What is the difference between %[^\n] and %[^\n]s? - c

Why some writers use %[^\n]s specifier instead of %[^\n]? Which one is correct?

If you want to read in a sequence of non-newline characters, %[^\n] is correct.
The %[ format specifier to scanf will accept any following characters until a ] is encountered. If the first given character is ^, then it accepts characters not in this list. The characters that are read are then placed in the given char * parameter.
%[^\n]s is the above format specifier followed by a literal 's'. The s is not part of the %[ format specifier. So this will read characters until it encounters a newline and put those characters in the given char *, then it will attempt to read an s character which it doesn't find because a newline is next.

Related

Question about format string in scanf function

For each of the following pairs of scanf format strings, indicate whether or not the two strings are equivalent. If they're not, show how they can be distinguished:
(b) "%d-%d-%d" versus "%d -%d -%d"
So in this case, my answer was that they were not equivalent. Because non-white-space characters except conversion specifier which start with %, cannot be preceded by spaces, it will not match with the non-white-space character. So in the first case, no spaces will be allowed after the first and second integer, while in the second case, any number of spaces will be allowed after the first 2 integers.
But I saw that the book had a different answer. It said that they were both equivalent to each other.
Is this the mistake of the book? Or am I just wrong with the concept of format string in the scanf function?
The book is wrong. As per the specification of the scanf():
Whitespace character: the function will read and ignore any whitespace characters encountered before the next non-whitespace character (whitespace characters include spaces, newline and tab characters -- see isspace). A single whitespace in the format string validates any quantity of whitespace characters extracted from the stream (including none).
Non-whitespace character, except format specifier (%): Any character that is not either a whitespace character (blank, newline or tab) or part of a format specifier (which begin with a % character) causes the function to read the next character from the stream, compare it to this non-whitespace character and if it matches, it is discarded and the function continues with the next character of format. If the character does not match, the function fails, returning and leaving subsequent characters of the stream unread.

(Data for analysis):
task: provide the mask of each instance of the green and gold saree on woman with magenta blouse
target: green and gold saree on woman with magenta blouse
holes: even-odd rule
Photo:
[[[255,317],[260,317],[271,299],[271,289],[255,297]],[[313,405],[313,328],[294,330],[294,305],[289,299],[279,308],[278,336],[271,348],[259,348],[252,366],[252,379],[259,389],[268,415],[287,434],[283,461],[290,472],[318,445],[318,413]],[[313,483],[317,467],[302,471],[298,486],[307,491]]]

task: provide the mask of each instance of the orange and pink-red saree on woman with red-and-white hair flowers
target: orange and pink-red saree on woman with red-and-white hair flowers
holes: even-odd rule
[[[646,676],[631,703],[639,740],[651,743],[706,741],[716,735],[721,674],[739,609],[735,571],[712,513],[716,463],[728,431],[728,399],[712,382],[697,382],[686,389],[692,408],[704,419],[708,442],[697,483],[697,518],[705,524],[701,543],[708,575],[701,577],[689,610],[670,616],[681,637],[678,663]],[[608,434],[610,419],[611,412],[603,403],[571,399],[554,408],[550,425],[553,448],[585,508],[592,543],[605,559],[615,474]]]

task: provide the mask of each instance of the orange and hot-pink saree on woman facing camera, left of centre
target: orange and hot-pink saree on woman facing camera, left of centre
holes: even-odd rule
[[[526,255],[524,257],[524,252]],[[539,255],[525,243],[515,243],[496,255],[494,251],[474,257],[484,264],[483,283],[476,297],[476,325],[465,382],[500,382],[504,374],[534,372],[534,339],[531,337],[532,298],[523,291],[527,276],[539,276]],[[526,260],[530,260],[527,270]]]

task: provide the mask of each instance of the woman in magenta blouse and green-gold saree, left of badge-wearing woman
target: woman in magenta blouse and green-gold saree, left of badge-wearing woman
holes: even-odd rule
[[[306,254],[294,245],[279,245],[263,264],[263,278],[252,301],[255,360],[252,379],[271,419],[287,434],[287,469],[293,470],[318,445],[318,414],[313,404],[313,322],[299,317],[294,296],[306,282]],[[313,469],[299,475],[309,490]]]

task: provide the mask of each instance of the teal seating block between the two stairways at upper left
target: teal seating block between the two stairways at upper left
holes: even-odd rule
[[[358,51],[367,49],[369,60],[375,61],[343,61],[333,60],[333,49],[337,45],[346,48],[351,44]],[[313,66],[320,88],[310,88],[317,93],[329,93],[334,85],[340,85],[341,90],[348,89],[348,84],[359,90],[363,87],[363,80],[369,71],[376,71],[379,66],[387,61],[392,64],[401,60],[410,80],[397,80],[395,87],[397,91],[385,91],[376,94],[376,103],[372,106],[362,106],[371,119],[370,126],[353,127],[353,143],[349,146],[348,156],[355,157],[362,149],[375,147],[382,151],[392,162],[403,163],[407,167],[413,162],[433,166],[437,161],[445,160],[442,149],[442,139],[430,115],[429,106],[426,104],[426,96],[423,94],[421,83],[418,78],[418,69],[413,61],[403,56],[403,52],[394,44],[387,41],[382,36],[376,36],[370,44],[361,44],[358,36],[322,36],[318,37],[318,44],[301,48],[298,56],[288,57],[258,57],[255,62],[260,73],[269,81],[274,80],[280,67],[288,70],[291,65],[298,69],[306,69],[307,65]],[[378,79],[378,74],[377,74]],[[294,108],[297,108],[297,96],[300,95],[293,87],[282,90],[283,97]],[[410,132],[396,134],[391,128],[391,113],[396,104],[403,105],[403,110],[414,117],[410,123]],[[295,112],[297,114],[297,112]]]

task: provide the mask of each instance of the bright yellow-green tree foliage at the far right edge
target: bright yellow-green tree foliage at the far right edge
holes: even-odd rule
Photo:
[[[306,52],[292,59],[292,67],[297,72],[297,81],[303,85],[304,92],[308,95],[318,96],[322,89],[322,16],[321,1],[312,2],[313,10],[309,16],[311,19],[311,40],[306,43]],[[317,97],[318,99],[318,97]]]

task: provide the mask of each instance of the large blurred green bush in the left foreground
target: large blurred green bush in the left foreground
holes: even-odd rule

(Exercise instructions): Could you carry the scanf format-string thread further, starting right after its last sentence? The rows above come from a source unrelated to the thread on scanf format strings.

(Task response):
So in first case when scanf arrives to the %d and gets the input, next is the - which means that scanf will expect next in the stream to see the non-whitespae character - and not any other whitespace character. So the legal input is 1- 2, but not 1 -2
In the second case, after first %d, scanf will allow the whitespace and than will arrive to non-whitespace, so it will allow the input 1 - 2 by the above definitions.
"%d-%d-%d" differs from "%d -%d -%d" and the difference has nothing to do with "%d".
Format "-" scans over input "-" and stops on the first space of input " -".
Format " -" scans over inputs "-" and " -" as the " " in the format matches 0 or more white-space characters in the input.
A directive composed of white-space character(s) is executed by reading input up to the first nonwhite-space character (which remains unread), or until no more characters can be read. The directive never fails. C17dr § 7.21.6.2 5
Had the question been: "%d-%d-%d" versus "%d- %d- %d",
These 2 are functionally identical.
We would need to dive input arcane stdin input errors to divine a potential difference.

What is the specifier %[^s] used for?

What is the specifier %[^s] used for?
s is a variable.
In which cases can I use this specifier?
The %[ format specifier to scanf will match a sequence of characters matching those that are listed between [ and ]. If the first character is ^, then it matches characters excluding those characters.
In your case %[^s] means "match any character besides the characters 's'. s is not a variable in this case.

What does scanf("%*[\n] %[^\n]", input_string); do?

I am not able to understand the difference. I use %[^\n]s, for taking phrases input from the user. But this was not working when I needed to add two phrases. But the above one did. Please help me understanding me the difference.
The %[\n] directive tells scanf() to match newline characters, and the * flag signals that no assignment should be made, so %*[\n] skips over any leading newline characters (assuming there is at least one leading \n character: more on this in a moment). There is a space following this first directive, so zero or more whitespace characters are skipped before the final %[^\n] directive, which matches characters until a newline is encountered. These are stored in input_string[], and the newline character is left behind in the input stream. Subsequent calls using this format string will skip over this remaining newline character.
But, there is probably no need for the %*[\n] directive here, since \n is a whitespace character; almost the same thing could be accomplished with a leading space in the format string: " %[^\n]".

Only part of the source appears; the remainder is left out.